■ WHAT THE EXERCISE ASKS: In the records below, begin at the line that has "# test: mark the pink flower" and stop after the line that has "[(571, 552)]"; quote those lines verbatim and nothing more.

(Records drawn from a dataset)
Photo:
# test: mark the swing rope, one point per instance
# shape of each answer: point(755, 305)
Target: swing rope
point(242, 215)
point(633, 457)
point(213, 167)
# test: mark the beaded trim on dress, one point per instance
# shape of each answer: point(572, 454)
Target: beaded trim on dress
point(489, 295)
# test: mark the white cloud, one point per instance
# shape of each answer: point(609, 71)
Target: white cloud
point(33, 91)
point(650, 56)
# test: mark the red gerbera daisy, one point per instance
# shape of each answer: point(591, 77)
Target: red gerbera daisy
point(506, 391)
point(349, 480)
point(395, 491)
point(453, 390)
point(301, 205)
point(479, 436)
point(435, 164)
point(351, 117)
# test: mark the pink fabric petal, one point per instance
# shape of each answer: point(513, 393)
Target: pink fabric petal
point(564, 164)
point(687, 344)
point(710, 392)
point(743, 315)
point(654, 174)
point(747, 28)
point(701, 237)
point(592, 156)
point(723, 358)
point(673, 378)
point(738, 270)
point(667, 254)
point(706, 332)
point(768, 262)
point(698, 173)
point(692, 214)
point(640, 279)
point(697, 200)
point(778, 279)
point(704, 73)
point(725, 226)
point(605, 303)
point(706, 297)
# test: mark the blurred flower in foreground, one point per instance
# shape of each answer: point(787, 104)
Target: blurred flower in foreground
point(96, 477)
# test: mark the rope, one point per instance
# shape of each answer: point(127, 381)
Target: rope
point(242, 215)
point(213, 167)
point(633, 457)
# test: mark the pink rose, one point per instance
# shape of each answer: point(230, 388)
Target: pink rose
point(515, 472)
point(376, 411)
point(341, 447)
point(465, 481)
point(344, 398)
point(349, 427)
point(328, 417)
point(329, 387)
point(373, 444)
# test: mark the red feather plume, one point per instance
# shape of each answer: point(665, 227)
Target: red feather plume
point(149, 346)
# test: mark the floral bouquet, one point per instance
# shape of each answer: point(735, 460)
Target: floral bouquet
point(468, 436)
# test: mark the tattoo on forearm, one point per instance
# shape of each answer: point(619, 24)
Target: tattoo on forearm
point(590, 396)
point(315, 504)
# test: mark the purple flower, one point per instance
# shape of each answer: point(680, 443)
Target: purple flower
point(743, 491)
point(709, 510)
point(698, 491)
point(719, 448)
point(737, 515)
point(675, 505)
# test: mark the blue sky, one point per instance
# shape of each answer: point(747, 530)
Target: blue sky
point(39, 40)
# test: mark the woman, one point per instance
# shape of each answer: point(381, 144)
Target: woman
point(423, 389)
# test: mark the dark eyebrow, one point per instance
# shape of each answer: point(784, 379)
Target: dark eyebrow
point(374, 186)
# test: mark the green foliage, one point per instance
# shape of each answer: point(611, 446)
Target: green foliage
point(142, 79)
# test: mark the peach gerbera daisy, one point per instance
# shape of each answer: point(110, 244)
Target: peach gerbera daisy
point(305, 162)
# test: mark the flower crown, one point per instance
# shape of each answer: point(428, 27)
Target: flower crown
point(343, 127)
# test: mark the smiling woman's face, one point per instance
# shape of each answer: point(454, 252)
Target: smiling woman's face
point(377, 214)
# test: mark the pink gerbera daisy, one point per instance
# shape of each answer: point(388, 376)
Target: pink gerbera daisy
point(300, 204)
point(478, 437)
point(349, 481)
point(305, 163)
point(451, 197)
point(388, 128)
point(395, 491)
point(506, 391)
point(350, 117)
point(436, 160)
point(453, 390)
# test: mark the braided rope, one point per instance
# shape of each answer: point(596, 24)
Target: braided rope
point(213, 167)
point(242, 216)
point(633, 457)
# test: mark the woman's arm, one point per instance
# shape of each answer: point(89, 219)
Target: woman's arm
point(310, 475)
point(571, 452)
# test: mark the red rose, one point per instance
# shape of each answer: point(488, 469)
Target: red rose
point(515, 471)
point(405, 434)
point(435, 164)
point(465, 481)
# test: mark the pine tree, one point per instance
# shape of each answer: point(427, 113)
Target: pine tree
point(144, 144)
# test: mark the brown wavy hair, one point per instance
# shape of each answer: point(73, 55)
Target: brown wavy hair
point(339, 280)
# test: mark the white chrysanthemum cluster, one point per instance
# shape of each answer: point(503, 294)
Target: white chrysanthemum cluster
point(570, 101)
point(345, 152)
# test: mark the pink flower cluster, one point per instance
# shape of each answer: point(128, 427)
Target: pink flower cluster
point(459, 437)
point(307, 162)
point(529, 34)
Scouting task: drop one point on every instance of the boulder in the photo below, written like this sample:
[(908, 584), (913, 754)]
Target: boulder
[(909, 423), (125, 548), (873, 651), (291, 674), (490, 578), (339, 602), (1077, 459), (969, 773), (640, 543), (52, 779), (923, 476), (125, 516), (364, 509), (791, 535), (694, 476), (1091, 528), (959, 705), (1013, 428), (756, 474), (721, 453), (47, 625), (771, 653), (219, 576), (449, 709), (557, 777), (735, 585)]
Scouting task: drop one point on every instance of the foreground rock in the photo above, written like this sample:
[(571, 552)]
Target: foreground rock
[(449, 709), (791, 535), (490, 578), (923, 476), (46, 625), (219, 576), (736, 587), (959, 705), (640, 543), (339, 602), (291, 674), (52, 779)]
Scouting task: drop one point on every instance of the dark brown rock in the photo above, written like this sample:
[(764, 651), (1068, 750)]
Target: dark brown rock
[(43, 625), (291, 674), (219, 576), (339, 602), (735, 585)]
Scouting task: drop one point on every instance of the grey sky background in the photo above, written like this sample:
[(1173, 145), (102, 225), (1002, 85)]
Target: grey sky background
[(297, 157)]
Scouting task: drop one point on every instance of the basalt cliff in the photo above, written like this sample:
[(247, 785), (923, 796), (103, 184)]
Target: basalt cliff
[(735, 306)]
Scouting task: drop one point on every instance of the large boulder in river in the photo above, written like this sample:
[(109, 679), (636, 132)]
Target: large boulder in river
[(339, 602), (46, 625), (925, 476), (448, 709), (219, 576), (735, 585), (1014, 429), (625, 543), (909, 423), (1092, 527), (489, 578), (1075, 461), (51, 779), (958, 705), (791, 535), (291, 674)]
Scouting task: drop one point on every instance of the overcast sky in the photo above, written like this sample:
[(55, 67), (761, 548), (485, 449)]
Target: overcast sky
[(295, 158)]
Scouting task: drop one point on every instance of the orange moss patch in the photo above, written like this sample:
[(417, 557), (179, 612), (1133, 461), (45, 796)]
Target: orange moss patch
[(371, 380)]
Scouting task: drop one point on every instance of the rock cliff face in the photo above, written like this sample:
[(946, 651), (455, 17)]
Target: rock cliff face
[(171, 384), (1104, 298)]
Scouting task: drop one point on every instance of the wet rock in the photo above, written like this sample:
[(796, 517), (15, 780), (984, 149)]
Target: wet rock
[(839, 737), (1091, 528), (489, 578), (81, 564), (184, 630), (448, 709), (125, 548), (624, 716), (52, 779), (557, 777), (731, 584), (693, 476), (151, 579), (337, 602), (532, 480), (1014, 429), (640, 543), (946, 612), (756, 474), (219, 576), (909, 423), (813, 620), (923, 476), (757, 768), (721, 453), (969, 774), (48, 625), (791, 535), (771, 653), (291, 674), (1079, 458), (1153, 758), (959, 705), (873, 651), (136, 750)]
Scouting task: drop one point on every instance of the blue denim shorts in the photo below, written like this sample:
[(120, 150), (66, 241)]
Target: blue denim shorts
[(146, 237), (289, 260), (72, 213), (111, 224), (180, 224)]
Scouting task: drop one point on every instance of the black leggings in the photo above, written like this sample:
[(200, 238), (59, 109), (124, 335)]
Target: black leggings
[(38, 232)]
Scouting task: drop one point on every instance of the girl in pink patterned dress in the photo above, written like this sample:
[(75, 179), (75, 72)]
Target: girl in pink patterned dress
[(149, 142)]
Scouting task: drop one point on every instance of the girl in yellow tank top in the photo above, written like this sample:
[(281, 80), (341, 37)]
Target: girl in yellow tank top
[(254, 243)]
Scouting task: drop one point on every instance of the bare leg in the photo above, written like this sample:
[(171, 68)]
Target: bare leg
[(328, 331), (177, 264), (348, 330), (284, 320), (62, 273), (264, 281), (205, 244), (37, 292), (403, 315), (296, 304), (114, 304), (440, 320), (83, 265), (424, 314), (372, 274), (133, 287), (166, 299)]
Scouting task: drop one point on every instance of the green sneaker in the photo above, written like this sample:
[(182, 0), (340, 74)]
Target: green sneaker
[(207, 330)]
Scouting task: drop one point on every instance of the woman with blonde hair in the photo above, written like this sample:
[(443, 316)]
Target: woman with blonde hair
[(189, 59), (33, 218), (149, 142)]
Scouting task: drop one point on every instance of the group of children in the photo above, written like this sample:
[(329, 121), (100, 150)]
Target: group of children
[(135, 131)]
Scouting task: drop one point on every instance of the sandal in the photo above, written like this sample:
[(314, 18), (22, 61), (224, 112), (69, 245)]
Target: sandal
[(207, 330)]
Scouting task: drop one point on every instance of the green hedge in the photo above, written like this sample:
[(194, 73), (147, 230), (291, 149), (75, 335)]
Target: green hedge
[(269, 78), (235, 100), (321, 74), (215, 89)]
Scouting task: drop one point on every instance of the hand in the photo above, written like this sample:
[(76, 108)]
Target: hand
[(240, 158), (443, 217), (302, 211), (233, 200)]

■ ANSWER TO THIS TASK:
# test: mark the pink flower cluster, one point per instance
# shape of each answer: point(128, 427)
Target: pink flower cluster
point(459, 437)
point(307, 162)
point(529, 34)
Scouting task: drop one point on every instance of the boulder in the photo below, written like this sample:
[(908, 584), (913, 754)]
Target: boulder
[(909, 423), (125, 548), (873, 651), (291, 674), (490, 578), (339, 602), (1077, 459), (969, 773), (640, 543), (52, 779), (923, 476), (125, 516), (364, 509), (791, 535), (694, 476), (1091, 528), (959, 705), (1013, 428), (756, 474), (721, 453), (47, 625), (771, 653), (219, 576), (449, 709), (557, 777), (735, 585)]
Scouting task: drop one point on every instance of the foreground rock in the photo above, written like this sample:
[(571, 552)]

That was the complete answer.